— To do —
Print every entry exactly once more, omitting each picture.

— Record extracts —

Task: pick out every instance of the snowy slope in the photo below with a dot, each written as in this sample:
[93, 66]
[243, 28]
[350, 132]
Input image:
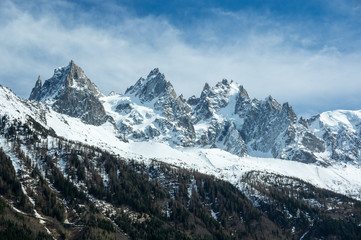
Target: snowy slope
[341, 131]
[340, 177]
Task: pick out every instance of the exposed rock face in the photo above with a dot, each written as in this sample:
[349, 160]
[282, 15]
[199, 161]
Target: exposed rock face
[341, 131]
[174, 121]
[70, 92]
[214, 116]
[224, 116]
[263, 128]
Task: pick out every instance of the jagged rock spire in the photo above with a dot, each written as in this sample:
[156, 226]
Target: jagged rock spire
[71, 92]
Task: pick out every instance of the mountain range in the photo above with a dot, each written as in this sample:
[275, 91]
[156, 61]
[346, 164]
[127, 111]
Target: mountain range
[221, 165]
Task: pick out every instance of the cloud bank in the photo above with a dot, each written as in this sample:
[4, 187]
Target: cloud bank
[288, 60]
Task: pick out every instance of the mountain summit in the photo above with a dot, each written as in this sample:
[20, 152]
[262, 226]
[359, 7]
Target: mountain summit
[71, 92]
[223, 117]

— Answer space —
Task: pick out every instance of the snowy slope in the photo below with a dot, each written as in this sample:
[93, 66]
[243, 28]
[350, 132]
Input image:
Target: snowy slope
[341, 131]
[340, 177]
Task: pick out every instance of the exposed rock face in the photo above with a dot, each written as in this sample:
[349, 160]
[282, 15]
[199, 161]
Target: exposed rock face
[341, 131]
[174, 121]
[70, 92]
[214, 116]
[224, 116]
[263, 128]
Task: pick out every instance of the jagged rock spire in the photo above with a dot, each written as in this sample:
[156, 226]
Target: jagged rock spire
[71, 92]
Task: pick out every instance of the mountain range in the photo above with a dot, each written as in this sample:
[275, 91]
[156, 61]
[346, 164]
[127, 111]
Target: mountain range
[221, 165]
Task: pick out every instance of the cloud bank in the photo above with a dot, each written as in this sample:
[4, 187]
Target: cloud bank
[288, 60]
Task: pick out every instance of the mountain summit in the photo above with a dot, each written as in this sample:
[20, 152]
[262, 226]
[359, 7]
Target: mountain summit
[71, 92]
[223, 117]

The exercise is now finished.